→ Activity: Using the entries below, quote exactly the span of lines that begins with the line containing "In this exercise you will pick out the jacket" and ends with the final line.

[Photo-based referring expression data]
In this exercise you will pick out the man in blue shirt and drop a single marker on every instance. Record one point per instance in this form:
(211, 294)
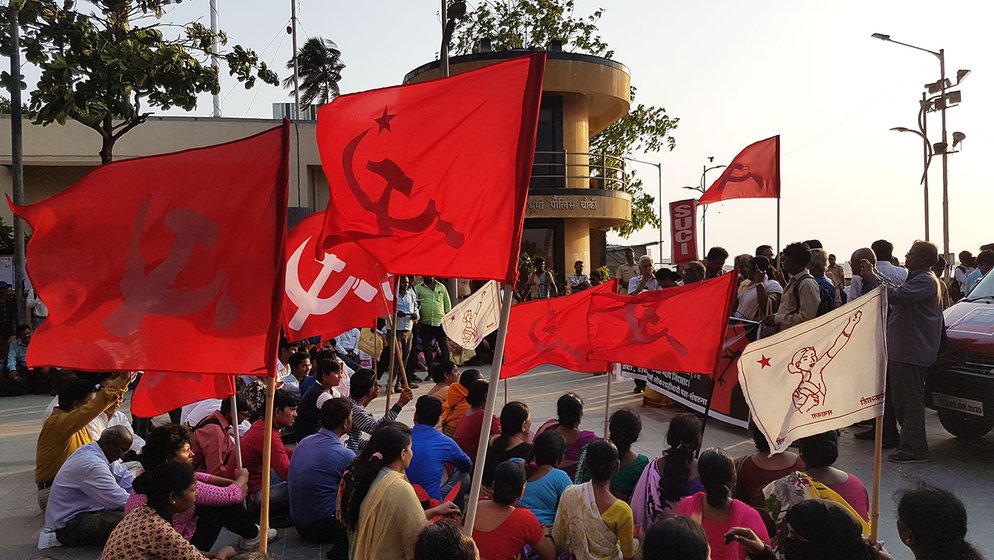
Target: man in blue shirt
(328, 375)
(432, 450)
(316, 469)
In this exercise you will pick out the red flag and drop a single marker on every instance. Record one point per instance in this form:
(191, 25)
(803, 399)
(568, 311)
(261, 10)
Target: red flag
(683, 230)
(676, 329)
(165, 263)
(431, 178)
(158, 393)
(346, 288)
(552, 331)
(754, 173)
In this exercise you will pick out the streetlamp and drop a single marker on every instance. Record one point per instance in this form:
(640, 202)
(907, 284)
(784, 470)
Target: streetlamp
(704, 213)
(659, 169)
(941, 103)
(450, 13)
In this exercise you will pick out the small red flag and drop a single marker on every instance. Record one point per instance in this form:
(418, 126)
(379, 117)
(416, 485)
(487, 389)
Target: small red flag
(165, 263)
(754, 173)
(431, 178)
(343, 289)
(552, 331)
(676, 329)
(158, 393)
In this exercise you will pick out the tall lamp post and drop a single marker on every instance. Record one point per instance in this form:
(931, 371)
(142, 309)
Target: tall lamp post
(941, 103)
(450, 13)
(659, 169)
(704, 213)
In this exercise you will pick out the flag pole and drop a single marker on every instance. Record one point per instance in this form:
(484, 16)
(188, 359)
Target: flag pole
(393, 344)
(267, 464)
(237, 435)
(484, 441)
(778, 230)
(878, 454)
(607, 399)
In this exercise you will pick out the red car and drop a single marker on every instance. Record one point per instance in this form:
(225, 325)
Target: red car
(960, 386)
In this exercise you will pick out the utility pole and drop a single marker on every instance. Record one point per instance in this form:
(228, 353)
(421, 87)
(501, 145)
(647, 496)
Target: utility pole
(17, 158)
(215, 46)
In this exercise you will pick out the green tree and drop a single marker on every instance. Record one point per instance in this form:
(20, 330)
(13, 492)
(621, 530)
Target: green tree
(108, 63)
(516, 24)
(320, 68)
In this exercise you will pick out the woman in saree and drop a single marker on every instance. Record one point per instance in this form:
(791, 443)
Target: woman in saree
(592, 524)
(378, 505)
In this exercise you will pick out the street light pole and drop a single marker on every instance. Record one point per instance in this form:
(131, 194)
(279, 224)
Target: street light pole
(449, 16)
(945, 162)
(704, 213)
(659, 170)
(941, 55)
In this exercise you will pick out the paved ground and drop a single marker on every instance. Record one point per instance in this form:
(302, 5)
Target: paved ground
(963, 467)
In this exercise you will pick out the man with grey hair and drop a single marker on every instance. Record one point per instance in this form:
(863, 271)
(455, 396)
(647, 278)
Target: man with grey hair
(856, 287)
(817, 266)
(914, 331)
(89, 493)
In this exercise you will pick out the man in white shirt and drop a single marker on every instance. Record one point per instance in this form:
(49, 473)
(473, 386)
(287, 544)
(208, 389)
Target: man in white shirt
(646, 279)
(114, 417)
(884, 251)
(89, 493)
(407, 316)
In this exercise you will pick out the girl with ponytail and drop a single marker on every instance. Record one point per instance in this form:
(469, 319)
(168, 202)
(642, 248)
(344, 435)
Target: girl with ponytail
(502, 530)
(667, 480)
(377, 505)
(624, 428)
(717, 511)
(512, 443)
(146, 533)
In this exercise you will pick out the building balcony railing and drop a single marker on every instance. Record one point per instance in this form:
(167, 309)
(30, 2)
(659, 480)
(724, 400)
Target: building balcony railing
(573, 170)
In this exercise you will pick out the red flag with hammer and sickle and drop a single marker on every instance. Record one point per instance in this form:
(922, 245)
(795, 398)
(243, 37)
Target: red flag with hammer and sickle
(165, 263)
(431, 178)
(552, 331)
(158, 393)
(754, 173)
(344, 288)
(677, 329)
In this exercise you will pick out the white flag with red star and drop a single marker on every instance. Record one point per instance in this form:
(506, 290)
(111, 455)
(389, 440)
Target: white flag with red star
(475, 317)
(824, 374)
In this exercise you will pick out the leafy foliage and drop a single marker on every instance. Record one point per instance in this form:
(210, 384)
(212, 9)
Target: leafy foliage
(520, 24)
(531, 23)
(106, 63)
(320, 68)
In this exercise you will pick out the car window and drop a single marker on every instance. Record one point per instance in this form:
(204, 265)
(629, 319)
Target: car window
(984, 289)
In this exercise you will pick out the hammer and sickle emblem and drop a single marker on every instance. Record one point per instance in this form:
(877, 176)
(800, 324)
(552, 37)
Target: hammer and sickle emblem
(640, 326)
(397, 181)
(308, 300)
(154, 293)
(738, 173)
(544, 342)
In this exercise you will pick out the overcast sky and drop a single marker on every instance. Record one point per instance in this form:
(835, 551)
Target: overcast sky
(734, 72)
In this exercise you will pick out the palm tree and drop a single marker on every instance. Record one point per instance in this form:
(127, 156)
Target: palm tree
(320, 69)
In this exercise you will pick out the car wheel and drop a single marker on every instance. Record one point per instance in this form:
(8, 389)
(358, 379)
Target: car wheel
(964, 425)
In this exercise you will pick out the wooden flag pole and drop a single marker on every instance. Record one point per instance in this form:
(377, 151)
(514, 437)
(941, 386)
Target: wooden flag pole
(878, 455)
(393, 343)
(237, 435)
(607, 399)
(267, 464)
(484, 441)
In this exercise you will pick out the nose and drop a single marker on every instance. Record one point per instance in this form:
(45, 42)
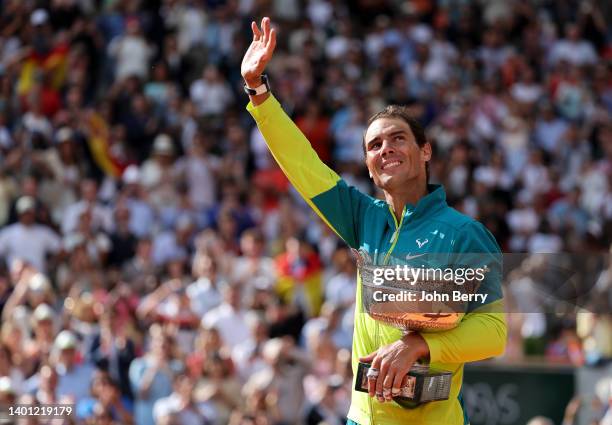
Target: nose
(387, 148)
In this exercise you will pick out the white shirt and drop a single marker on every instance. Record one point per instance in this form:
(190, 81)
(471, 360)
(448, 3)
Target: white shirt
(29, 243)
(575, 52)
(198, 172)
(101, 217)
(232, 325)
(132, 53)
(172, 405)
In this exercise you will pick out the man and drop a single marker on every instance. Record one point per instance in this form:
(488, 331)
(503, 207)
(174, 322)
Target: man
(414, 219)
(28, 240)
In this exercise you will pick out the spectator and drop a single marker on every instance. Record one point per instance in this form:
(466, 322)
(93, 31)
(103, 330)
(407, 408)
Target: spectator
(26, 240)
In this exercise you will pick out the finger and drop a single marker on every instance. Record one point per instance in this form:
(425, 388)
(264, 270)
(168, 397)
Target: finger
(372, 381)
(256, 32)
(388, 384)
(384, 370)
(271, 43)
(265, 26)
(398, 382)
(369, 358)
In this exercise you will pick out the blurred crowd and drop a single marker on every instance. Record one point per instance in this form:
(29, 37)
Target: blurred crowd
(157, 268)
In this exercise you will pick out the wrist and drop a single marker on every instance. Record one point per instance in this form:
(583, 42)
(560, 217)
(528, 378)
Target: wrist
(416, 342)
(252, 82)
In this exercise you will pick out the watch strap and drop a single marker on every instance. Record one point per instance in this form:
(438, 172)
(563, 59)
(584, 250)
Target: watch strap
(264, 87)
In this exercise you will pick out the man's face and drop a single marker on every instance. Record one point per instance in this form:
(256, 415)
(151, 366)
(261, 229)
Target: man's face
(393, 157)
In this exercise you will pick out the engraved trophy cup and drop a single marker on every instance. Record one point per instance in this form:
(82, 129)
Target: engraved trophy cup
(430, 308)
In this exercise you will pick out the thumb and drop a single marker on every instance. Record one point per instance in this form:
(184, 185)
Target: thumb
(369, 357)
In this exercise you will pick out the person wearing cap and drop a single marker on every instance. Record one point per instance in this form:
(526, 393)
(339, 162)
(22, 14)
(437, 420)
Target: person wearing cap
(8, 395)
(101, 216)
(412, 219)
(74, 378)
(158, 174)
(142, 215)
(65, 170)
(12, 375)
(28, 240)
(64, 376)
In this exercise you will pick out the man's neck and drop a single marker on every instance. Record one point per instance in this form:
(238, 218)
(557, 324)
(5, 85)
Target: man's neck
(399, 198)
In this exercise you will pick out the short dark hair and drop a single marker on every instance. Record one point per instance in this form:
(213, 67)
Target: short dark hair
(402, 113)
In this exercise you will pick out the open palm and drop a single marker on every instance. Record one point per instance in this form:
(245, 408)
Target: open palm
(259, 52)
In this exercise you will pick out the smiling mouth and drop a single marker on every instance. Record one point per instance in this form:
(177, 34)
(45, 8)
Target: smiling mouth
(391, 164)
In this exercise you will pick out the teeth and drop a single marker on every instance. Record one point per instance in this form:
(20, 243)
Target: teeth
(391, 164)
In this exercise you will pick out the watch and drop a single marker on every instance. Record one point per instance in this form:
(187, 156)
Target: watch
(264, 87)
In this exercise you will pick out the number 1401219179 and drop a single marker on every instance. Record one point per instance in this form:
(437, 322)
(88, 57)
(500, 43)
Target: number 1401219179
(48, 411)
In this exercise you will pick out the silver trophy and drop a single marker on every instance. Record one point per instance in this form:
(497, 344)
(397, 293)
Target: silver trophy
(429, 303)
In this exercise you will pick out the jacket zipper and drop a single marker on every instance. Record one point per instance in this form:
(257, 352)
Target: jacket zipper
(395, 236)
(394, 239)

→ Answer area:
In this exercise you will pick out the jacket zipper and drop a single marker on every instance. Record one point per instance in this form:
(257, 352)
Target: jacket zipper
(395, 236)
(394, 239)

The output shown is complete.